* [Written tasks]
(a) Answer these questions from the article on socially responsible labor in electronics firms, one per line:
(i) How many electronics enterprises did Vietnam have in 2005?
(ii) Who is named as Director of the International Labour Organisation in Vietnam?
(iii) Which two organizations has VCCI partnered with to help electronics businesses apply labor policies?
(b) List every person named in the article on socially responsible labor in electronics firms, with the position the text gives for each.
(c) From the article on socially responsible labor in electronics firms, write out the part that opens with the words containing "Posted: Monday, October" and closes with "achieve sustainable development.".

start Text shown

Last updated: Tuesday, November 21, 2017

 

Promoting Socially Responsible Labour in Electronic Firms

Posted: Monday, October 30, 2017


Exercising social responsibility in the electronics industry not only creates momentums for the industry to sharpen competitive edges on the market but also gives Vietnamese workers more employment opportunities, better work regime and all statutory rights and interests.

In recent years, the Vietnamese electronics industry has developed robustly thanks to the strong increase of electronic businesses. The country had 256 electronics enterprises in 2005 and 1,021 enterprises in 2014. The workforce scale of this industry also expanded rapidly by seven folds in eight years, from 46,000 workers in 2005 to more than 327,000 in 2013 and to about 500,000 at present. Thus, promoting socially responsible labour practices is essential to achieve sustainable development.

At a recent launching ceremony of the “Electronics Business Coalition in Vietnam” to promote socially responsible labour practices in Hanoi, Dr Vu Tien Loc, President of the Vietnam Chamber of Commerce and Industry (VCCI), affirmed that expanding the transnational production network of multinational electronics companies has had positive impacts on developing economies like Vietnam by better use of capital, technology and labour in the face of existing unsolved labour and employment matters.

He said the competition for being qualified for being members of global supply chains is becoming fiercer to Vietnamese enterprises, thus leading some companies to reduce expenditures which may worsen labour conditions. In the long run, such bottom-up strategies will negatively affect corporate performances and national development goals, negatively affect the reputation of leading coordinating stakeholders in the production chain and harm their overall business performances. Imperceptibly, this will have adverse effects on companies which are interested in joining this supply chain.

Therefore, promoting corporate social responsibilities in labour practices will not only better the reputation of businesses but also help them come up with good and sustainable experiences. They need to focus on strategies that enhance business competitiveness on the one hand and carry out corporate social responsibility, create more job opportunities and enhance employment quality in the industry. The businesses well in line with labour laws and international labour standards will be appreciated by international buyers, which will create favourable conditions for them to enter the buyers’ global supply chains
Sharing the same view, Ms Do Thi Thuy Huong, a representative from the Electronics Industry Association (VEIA), stressed that exercising social responsibility in the electronics industry not only creates momentums for the industry to sharpen competitive edges on the market but also gives Vietnamese workers more employment opportunities, better work regime and all statutory rights and interests.

Dr. Changhee Lee, Director of International Labour Organisation (ILO) in Vietnam, said, multinational corporations are influential wherever they invest and wherever they operate. Thus, their practices for managing human resources have a tremendous impact not only on their individual workplaces but also through the global supply chain.

For that reason, he thought that by making a tripartite commitment to improving labour practices in multinational companies and local companies, tripartite partners in Vietnam have taken a very important step to ensure that workplaces have better working conditions and productivity for workers and managers.
As for the Electronics Business Coalition in Vietnam that promotes socially responsible labour practices, Dr Vu Tien Loc said, this is one of the initiatives that VCCI has put forth to achieve a goal of providing a platform for discussion among multinational enterprises, local companies and business associations to exchange and cooperate in good practices to establish more responsible labour practices, create more jobs and more decent jobs for the electronics industry in Vietnam.

In the past time, VCCI has partnered with ILO and VEIA to develop solutions and actions to assist electronics businesses to apply labour policies, including principles defined in labour laws and related ILO conventions and recommendations to promote social progress and decent employment.

The VCCI representative also expected that electronics businesses and electronics associations will enthusiastically engage in the Electronics Business Coalition in Vietnam to foster socially responsible labour practices in the coming time to share and learn good practices, improve their competitiveness and join global supply chains.

end Text shown
start Extracted information

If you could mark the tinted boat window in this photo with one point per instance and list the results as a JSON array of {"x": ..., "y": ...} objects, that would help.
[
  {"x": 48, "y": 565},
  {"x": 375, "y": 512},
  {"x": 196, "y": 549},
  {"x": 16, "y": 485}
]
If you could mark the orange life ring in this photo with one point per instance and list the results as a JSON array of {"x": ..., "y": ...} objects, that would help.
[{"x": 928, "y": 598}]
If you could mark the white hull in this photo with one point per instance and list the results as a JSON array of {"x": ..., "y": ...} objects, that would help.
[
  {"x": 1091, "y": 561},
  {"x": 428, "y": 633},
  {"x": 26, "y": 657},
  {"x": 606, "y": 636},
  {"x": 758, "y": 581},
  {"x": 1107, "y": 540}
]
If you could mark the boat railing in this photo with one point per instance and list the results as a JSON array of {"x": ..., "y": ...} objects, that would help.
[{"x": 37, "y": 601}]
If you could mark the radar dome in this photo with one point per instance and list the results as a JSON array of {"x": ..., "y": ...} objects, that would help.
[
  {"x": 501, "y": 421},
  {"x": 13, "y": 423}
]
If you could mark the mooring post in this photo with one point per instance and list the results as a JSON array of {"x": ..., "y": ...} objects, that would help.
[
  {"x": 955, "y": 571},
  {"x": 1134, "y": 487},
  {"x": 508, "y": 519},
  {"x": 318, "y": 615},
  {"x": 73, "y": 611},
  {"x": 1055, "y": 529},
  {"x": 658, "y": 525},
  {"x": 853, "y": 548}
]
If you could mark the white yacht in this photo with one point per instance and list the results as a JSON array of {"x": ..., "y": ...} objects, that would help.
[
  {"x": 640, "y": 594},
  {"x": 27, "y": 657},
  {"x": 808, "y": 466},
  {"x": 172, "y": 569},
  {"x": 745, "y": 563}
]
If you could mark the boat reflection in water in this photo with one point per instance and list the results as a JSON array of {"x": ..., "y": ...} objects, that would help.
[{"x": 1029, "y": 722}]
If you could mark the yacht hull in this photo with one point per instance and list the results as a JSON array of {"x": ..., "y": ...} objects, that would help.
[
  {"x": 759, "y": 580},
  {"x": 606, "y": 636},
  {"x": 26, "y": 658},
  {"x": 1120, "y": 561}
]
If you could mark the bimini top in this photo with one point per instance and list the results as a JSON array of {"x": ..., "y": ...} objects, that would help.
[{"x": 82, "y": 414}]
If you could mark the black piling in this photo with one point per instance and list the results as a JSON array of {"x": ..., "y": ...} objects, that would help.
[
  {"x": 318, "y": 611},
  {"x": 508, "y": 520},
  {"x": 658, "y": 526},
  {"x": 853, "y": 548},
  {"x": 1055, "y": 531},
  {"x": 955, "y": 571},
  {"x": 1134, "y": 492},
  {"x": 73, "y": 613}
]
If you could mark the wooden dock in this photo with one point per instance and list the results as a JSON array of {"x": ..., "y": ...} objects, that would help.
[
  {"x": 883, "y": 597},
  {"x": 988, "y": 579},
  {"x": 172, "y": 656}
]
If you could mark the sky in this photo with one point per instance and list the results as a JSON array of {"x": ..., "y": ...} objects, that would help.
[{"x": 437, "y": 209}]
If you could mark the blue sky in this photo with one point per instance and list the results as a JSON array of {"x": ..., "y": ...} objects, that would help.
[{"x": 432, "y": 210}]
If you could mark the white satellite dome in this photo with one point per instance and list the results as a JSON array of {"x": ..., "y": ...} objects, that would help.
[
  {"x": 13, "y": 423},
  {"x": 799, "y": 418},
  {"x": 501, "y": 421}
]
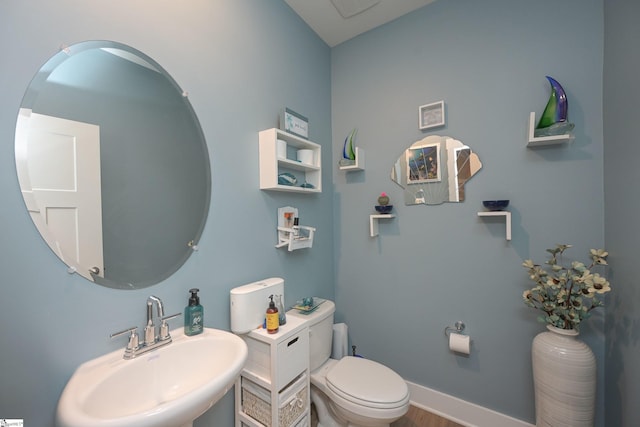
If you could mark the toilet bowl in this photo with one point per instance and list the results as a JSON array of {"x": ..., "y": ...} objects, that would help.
[{"x": 352, "y": 391}]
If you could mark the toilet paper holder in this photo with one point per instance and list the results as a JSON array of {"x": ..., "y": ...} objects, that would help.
[{"x": 457, "y": 328}]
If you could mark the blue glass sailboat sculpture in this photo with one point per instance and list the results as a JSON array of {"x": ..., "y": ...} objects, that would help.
[{"x": 554, "y": 118}]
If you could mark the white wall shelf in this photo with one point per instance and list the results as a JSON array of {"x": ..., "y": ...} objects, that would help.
[
  {"x": 505, "y": 214},
  {"x": 290, "y": 235},
  {"x": 538, "y": 141},
  {"x": 276, "y": 375},
  {"x": 271, "y": 165},
  {"x": 373, "y": 222},
  {"x": 359, "y": 165}
]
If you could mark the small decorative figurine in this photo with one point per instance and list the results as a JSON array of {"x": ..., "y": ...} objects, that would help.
[
  {"x": 383, "y": 205},
  {"x": 383, "y": 199}
]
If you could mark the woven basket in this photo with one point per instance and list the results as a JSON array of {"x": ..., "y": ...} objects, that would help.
[{"x": 256, "y": 403}]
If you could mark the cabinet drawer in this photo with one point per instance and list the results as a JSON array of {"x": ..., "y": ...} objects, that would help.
[{"x": 292, "y": 358}]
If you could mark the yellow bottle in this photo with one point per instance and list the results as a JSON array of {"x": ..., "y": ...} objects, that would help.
[{"x": 273, "y": 320}]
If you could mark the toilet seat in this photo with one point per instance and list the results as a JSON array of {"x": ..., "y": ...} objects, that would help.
[{"x": 367, "y": 383}]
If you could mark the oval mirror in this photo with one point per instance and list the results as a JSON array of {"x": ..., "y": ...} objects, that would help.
[
  {"x": 112, "y": 164},
  {"x": 435, "y": 170}
]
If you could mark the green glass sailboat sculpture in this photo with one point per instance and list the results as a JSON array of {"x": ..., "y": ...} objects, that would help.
[
  {"x": 554, "y": 118},
  {"x": 348, "y": 152}
]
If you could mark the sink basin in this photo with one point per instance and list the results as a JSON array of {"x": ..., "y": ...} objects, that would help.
[{"x": 170, "y": 386}]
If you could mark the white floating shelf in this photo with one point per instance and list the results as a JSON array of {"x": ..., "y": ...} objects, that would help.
[
  {"x": 538, "y": 141},
  {"x": 373, "y": 222},
  {"x": 359, "y": 165},
  {"x": 505, "y": 214}
]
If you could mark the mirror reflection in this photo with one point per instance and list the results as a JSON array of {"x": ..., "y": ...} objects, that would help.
[
  {"x": 112, "y": 165},
  {"x": 435, "y": 170}
]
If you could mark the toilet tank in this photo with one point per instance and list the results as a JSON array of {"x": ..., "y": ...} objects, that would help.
[{"x": 320, "y": 333}]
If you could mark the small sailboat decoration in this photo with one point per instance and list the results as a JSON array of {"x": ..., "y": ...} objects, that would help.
[
  {"x": 554, "y": 118},
  {"x": 348, "y": 151}
]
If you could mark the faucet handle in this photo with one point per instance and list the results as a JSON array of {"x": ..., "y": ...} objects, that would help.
[
  {"x": 164, "y": 328},
  {"x": 132, "y": 345}
]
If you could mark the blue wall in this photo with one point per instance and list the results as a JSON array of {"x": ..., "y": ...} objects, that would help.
[
  {"x": 622, "y": 207},
  {"x": 434, "y": 265},
  {"x": 241, "y": 61},
  {"x": 241, "y": 65}
]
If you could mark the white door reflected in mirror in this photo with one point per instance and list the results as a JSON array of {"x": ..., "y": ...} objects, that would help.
[
  {"x": 62, "y": 161},
  {"x": 435, "y": 170}
]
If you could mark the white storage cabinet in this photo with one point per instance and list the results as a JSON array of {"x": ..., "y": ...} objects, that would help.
[
  {"x": 271, "y": 165},
  {"x": 273, "y": 388}
]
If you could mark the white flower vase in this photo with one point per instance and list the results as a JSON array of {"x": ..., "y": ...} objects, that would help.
[{"x": 564, "y": 377}]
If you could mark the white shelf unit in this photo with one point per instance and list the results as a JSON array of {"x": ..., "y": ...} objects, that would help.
[
  {"x": 373, "y": 222},
  {"x": 358, "y": 165},
  {"x": 538, "y": 141},
  {"x": 271, "y": 165},
  {"x": 505, "y": 214},
  {"x": 273, "y": 388}
]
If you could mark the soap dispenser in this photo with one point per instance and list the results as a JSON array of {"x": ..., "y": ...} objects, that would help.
[
  {"x": 273, "y": 320},
  {"x": 193, "y": 314}
]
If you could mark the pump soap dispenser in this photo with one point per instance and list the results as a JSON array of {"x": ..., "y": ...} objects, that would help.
[
  {"x": 193, "y": 314},
  {"x": 273, "y": 320}
]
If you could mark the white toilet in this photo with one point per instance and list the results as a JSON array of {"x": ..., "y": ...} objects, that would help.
[{"x": 352, "y": 391}]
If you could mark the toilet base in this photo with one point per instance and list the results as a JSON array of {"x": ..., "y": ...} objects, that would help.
[{"x": 327, "y": 416}]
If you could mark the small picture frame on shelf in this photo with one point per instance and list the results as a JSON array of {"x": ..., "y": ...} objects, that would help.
[
  {"x": 294, "y": 123},
  {"x": 423, "y": 163},
  {"x": 431, "y": 115}
]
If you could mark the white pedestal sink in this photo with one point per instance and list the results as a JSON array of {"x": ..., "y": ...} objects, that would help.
[{"x": 167, "y": 387}]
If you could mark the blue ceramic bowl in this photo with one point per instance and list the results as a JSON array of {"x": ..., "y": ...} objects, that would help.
[
  {"x": 384, "y": 209},
  {"x": 495, "y": 205}
]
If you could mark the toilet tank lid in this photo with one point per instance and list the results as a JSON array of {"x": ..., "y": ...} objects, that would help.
[{"x": 324, "y": 310}]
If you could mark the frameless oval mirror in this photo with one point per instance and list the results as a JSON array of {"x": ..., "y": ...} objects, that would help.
[
  {"x": 112, "y": 164},
  {"x": 434, "y": 170}
]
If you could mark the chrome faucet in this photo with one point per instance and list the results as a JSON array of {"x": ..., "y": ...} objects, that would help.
[{"x": 151, "y": 340}]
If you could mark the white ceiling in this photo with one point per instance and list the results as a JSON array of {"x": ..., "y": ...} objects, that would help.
[{"x": 323, "y": 17}]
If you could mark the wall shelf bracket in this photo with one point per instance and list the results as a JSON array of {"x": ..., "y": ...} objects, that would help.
[
  {"x": 373, "y": 222},
  {"x": 505, "y": 214}
]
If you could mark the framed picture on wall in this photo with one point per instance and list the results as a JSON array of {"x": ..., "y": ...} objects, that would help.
[
  {"x": 431, "y": 115},
  {"x": 294, "y": 123},
  {"x": 423, "y": 163}
]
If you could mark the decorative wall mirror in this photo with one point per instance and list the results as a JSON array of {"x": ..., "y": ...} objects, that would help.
[
  {"x": 112, "y": 164},
  {"x": 434, "y": 170}
]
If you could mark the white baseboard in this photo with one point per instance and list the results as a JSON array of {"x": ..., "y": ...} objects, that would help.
[{"x": 459, "y": 411}]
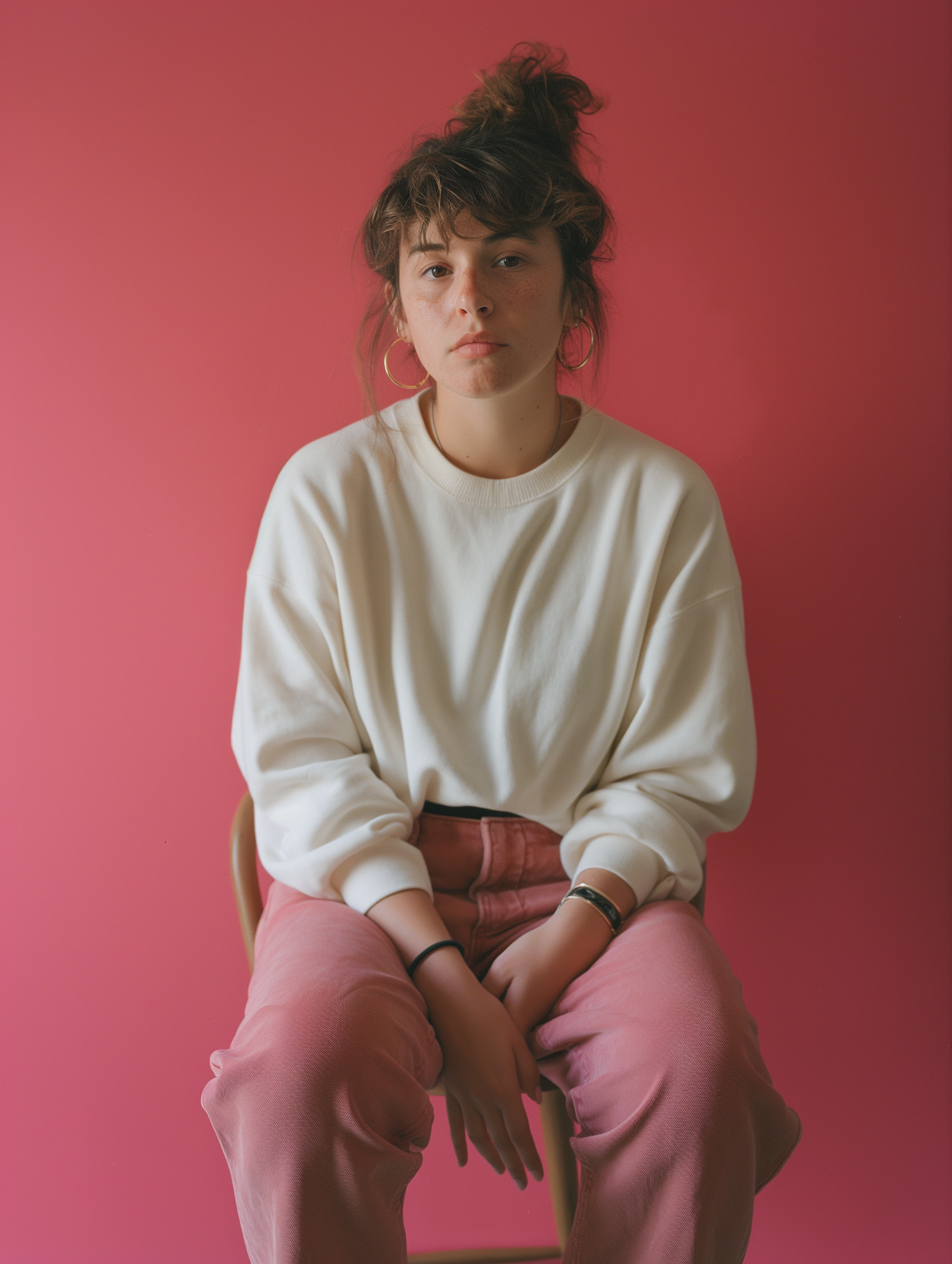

end Extracted information

* [Answers in order]
(a)
(i) 256
(ii) Dr. Changhee Lee
(iii) ILO and VEIA

(b)
- Dr Vu Tien Loc, President of the Vietnam Chamber of Commerce and Industry (VCCI)
- Ms Do Thi Thuy Huong, a representative from the Electronics Industry Association (VEIA)
- Dr. Changhee Lee, Director of International Labour Organisation (ILO) in Vietnam

(c)
Posted: Monday, October 30, 2017


Exercising social responsibility in the electronics industry not only creates momentums for the industry to sharpen competitive edges on the market but also gives Vietnamese workers more employment opportunities, better work regime and all statutory rights and interests.

In recent years, the Vietnamese electronics industry has developed robustly thanks to the strong increase of electronic businesses. The country had 256 electronics enterprises in 2005 and 1,021 enterprises in 2014. The workforce scale of this industry also expanded rapidly by seven folds in eight years, from 46,000 workers in 2005 to more than 327,000 in 2013 and to about 500,000 at present. Thus, promoting socially responsible labour practices is essential to achieve sustainable development.